SET TASK A =
Repeat the post about coding the GAN word for word, in full.

Okay, let’s get started coding the GAN for this project—using Wasserstein distance with gradient penalty for our loss function.

I will be resizing the images from 1024 x 1024 to 256 x 256. Hopefully the GPU can handle batches of 16 images of that size. I will also be combining the hot-encoded conditions in one tensor with the images or noise vectors. I had previously passed those to the forward methods separately or generated the noise tensors within the method. That presented issues when, in the last post, I started playing around morphing the generated images. A bit of fooling around to make that work, but it has benefits.

I won’t bother with the imports and intial bits of code, I expect if you’ve been following along that you will have no problem setting things up to suit yourself.

Let’s start with the CNNs for the the critic and generator.

Various Global Variables

Well, a wee interruption first. You could likely have sorted most of these while reading any code presented in the post. But perhaps easier if I just include them in the post.

# Class labels, in dataset they are digits 0 or 1
# csv: 0 == no glasses
# ImageFolder: o == glasses
#    reversed ImageFolder assigns label values based on alphabetical order of subdirectory names
categories = ('glasses', 'no glasses')

... ...

data_dir = Path("./data/glasses")

... ...

SET TASK B =
Return every line of the listing below that contains the string "button". Matching is case-sensitive.

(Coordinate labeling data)
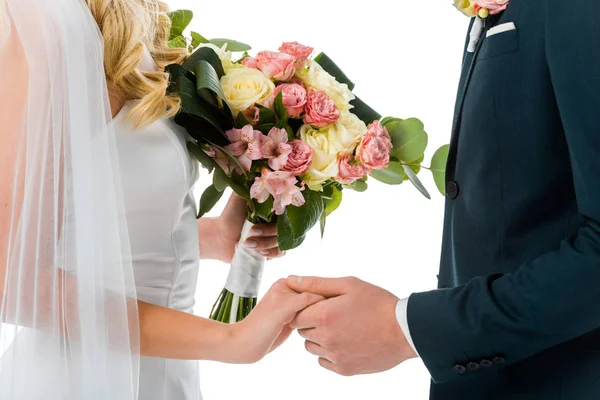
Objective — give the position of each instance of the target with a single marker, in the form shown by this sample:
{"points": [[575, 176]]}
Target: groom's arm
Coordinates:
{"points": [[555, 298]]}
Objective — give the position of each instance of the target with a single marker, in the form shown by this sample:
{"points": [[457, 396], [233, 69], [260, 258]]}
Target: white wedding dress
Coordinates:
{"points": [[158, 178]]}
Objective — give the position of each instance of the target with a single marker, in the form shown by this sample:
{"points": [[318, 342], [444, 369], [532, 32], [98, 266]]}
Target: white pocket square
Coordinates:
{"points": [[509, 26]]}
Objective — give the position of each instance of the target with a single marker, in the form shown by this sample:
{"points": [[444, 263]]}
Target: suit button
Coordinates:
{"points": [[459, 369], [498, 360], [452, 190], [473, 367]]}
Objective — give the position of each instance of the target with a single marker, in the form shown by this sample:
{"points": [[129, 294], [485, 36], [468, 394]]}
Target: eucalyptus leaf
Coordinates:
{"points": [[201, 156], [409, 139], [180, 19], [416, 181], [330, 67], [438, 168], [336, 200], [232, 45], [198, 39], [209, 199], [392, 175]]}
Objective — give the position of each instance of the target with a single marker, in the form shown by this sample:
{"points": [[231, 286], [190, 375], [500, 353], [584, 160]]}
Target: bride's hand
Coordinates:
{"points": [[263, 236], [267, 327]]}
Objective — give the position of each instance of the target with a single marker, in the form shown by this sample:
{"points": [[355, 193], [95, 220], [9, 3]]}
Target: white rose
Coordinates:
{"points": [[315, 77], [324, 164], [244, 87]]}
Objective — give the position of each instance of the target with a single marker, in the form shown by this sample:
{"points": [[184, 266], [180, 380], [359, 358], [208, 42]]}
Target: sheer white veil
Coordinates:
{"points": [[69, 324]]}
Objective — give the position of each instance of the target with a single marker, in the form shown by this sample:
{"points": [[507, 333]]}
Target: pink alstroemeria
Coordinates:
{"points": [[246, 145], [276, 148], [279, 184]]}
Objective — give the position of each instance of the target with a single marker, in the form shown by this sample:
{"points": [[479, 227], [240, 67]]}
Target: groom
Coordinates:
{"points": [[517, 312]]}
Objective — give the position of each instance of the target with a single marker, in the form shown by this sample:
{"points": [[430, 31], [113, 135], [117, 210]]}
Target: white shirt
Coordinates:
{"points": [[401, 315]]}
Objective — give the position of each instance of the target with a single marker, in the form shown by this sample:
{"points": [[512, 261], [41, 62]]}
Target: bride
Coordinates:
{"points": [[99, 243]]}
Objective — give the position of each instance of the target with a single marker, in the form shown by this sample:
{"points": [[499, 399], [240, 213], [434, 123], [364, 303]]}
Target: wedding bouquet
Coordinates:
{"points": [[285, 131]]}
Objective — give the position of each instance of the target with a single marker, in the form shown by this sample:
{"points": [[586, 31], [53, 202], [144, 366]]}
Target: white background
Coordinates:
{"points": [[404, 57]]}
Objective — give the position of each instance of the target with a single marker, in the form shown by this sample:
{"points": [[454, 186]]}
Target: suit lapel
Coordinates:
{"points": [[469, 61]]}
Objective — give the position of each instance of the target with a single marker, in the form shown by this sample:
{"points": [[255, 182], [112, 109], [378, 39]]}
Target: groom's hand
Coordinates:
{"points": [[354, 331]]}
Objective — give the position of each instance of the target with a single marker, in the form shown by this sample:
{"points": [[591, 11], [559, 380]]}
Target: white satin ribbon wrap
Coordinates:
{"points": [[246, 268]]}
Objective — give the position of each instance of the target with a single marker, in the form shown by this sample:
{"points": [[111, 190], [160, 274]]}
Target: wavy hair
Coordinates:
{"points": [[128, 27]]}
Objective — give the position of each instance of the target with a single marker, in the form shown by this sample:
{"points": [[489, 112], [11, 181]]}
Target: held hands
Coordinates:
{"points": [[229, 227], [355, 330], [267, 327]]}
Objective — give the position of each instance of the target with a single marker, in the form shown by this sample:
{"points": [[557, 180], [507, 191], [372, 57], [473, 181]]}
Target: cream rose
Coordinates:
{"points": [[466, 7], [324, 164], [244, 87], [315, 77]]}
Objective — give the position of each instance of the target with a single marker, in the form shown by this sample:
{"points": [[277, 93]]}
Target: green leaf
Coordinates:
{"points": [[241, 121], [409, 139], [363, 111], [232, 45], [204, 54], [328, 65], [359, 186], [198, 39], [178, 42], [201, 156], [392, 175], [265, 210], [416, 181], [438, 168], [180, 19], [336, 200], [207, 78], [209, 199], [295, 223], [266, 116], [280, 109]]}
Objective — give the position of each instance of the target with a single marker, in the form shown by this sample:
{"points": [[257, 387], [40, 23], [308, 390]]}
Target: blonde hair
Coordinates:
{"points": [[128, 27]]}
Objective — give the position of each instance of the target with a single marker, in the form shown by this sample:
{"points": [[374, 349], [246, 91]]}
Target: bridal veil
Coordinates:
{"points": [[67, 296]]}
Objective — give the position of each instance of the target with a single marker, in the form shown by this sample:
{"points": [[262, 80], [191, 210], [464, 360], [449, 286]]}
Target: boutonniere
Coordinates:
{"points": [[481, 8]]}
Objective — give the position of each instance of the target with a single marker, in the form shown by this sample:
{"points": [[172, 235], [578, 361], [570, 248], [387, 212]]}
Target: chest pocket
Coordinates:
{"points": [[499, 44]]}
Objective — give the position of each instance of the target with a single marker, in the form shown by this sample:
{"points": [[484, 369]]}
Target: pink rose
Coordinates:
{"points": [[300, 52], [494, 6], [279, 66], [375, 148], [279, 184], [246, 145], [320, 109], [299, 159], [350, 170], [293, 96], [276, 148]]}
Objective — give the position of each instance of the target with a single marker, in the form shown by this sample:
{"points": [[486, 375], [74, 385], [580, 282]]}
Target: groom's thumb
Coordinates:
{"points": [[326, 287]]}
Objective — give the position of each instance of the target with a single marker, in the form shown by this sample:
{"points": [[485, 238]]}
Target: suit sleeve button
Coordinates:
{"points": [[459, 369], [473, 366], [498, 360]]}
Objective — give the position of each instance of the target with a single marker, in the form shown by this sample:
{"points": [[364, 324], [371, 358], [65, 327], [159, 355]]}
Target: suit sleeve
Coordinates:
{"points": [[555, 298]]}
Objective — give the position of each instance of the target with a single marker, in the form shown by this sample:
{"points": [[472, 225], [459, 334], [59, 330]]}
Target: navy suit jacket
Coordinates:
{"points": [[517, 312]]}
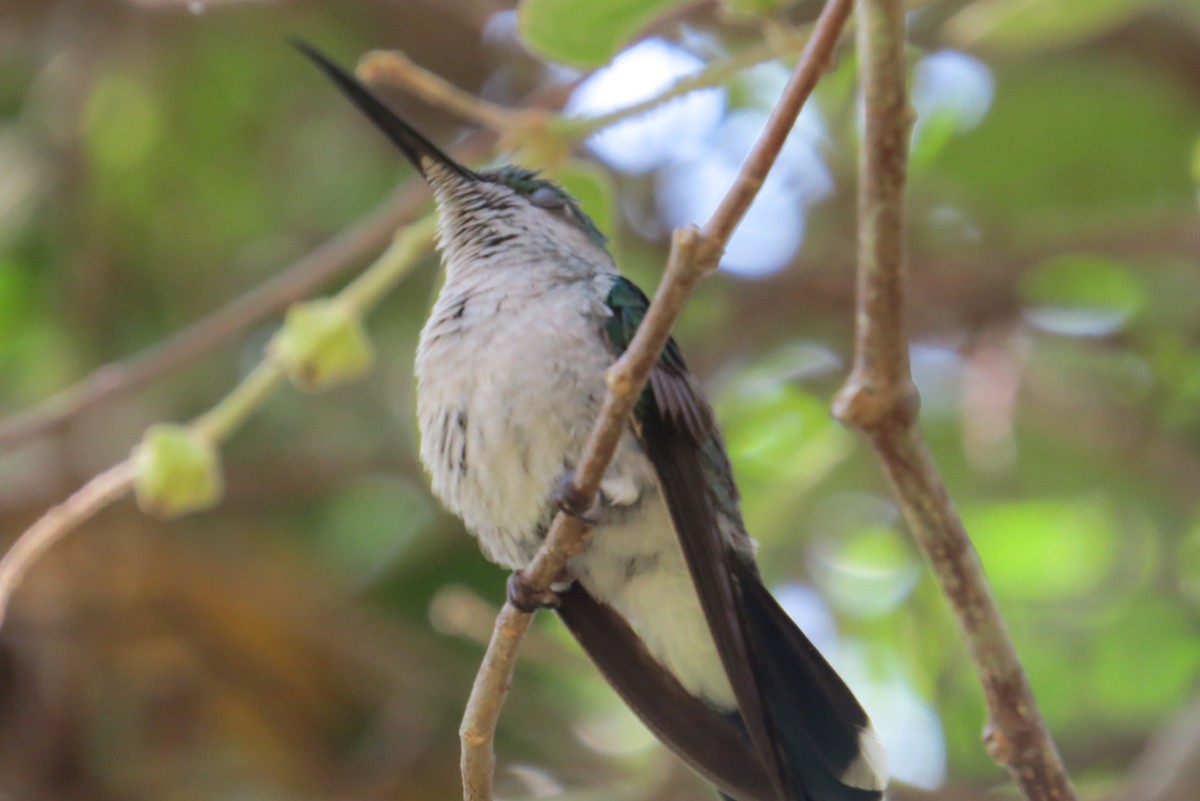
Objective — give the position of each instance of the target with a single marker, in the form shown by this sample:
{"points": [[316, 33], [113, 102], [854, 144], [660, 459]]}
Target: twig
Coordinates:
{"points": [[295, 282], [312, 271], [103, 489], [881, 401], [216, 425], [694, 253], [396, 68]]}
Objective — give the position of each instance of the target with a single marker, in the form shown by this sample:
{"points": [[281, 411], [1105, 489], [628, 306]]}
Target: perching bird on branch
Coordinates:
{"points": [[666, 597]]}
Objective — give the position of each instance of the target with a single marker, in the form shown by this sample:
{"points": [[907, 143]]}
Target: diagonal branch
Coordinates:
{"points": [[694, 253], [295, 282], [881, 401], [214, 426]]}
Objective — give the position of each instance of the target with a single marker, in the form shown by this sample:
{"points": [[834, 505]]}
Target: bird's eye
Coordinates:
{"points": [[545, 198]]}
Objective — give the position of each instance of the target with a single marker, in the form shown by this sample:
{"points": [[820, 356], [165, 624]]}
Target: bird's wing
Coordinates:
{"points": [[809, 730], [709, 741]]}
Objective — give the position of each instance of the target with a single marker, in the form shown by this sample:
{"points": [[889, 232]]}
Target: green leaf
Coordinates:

--

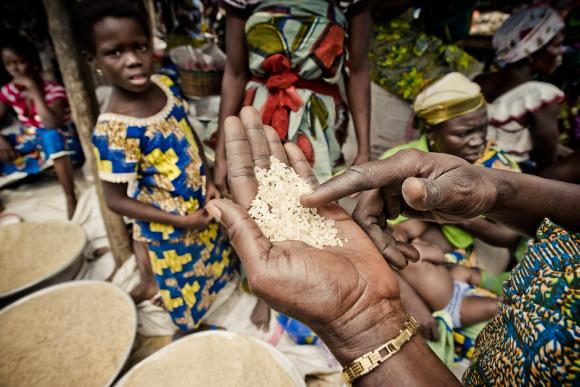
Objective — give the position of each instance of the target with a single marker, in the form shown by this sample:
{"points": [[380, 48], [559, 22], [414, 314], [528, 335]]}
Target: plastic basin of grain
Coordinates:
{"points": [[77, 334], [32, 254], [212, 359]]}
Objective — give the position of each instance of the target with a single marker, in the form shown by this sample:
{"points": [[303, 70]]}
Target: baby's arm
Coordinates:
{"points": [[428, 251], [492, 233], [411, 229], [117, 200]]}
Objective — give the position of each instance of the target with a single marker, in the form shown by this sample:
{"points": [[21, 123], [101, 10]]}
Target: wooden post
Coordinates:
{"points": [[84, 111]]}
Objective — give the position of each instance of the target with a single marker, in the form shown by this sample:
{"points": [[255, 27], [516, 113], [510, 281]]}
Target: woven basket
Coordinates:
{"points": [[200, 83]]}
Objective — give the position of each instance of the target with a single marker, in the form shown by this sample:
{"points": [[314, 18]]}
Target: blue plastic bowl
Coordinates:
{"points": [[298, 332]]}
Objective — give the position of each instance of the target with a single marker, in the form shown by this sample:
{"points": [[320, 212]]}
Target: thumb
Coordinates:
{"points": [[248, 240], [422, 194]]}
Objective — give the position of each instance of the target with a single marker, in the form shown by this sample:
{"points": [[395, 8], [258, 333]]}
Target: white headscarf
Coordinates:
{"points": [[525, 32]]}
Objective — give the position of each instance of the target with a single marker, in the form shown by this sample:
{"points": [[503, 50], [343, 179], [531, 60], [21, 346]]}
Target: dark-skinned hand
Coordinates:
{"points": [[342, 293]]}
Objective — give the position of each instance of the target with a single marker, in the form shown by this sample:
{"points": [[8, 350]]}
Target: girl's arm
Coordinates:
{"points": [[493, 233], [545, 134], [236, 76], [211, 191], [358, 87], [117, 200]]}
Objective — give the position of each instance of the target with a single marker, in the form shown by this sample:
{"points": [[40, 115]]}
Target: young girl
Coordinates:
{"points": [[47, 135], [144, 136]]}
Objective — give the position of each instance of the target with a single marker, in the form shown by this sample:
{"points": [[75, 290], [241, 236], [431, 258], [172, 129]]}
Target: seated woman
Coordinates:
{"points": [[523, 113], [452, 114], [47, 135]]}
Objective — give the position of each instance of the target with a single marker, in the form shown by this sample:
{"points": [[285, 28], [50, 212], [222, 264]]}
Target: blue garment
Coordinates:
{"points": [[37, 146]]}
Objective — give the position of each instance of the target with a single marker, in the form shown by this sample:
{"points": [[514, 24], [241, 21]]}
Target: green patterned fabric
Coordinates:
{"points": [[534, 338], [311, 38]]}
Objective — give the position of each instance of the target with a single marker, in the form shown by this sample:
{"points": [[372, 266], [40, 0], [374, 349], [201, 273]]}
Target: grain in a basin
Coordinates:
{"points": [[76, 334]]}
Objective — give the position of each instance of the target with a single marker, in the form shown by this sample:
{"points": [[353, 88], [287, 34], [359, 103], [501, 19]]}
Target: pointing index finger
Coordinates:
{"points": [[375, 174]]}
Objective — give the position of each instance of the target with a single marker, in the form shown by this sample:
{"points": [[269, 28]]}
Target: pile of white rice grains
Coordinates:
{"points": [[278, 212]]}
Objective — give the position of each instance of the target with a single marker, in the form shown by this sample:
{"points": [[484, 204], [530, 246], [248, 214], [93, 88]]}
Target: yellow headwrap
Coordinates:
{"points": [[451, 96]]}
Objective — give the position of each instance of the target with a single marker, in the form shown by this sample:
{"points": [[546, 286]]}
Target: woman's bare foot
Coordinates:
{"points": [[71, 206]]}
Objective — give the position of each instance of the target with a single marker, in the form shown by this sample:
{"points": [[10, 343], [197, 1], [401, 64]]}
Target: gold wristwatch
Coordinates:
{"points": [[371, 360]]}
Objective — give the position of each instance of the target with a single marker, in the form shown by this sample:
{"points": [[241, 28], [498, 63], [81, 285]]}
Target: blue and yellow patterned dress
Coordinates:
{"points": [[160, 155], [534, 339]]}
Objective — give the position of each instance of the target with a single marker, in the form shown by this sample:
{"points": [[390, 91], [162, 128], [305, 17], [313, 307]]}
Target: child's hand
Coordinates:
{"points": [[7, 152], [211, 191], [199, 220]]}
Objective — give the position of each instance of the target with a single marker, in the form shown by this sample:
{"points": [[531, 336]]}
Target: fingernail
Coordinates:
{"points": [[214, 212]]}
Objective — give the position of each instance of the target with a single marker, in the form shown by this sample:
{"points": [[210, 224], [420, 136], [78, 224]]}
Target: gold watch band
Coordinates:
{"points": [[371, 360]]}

FINAL ANSWER A =
Okay, let’s get started coding the GAN for this project—using Wasserstein distance with gradient penalty for our loss function.

I will be resizing the images from 1024 x 1024 to 256 x 256. Hopefully the GPU can handle batches of 16 images of that size. I will also be combining the hot-encoded conditions in one tensor with the images or noise vectors. I had previously passed those to the forward methods separately or generated the noise tensors within the method. That presented issues when, in the last post, I started playing around morphing the generated images. A bit of fooling around to make that work, but it has benefits.

I won’t bother with the imports and intial bits of code, I expect if you’ve been following along that you will have no problem setting things up to suit yourself.

Let’s start with the CNNs for the the critic and generator.

Various Global Variables

Well, a wee interruption first. You could likely have sorted most of these while reading any code presented in the post. But perhaps easier if I just include them in the post.

# Class labels, in dataset they are digits 0 or 1
# csv: 0 == no glasses
# ImageFolder: o == glasses
#    reversed ImageFolder assigns label values based on alphabetical order of subdirectory names
categories = ('glasses', 'no glasses')

... ...

data_dir = Path("./data/glasses")

... ...

FINAL ANSWER B =
Target: suit button
Target: suit sleeve button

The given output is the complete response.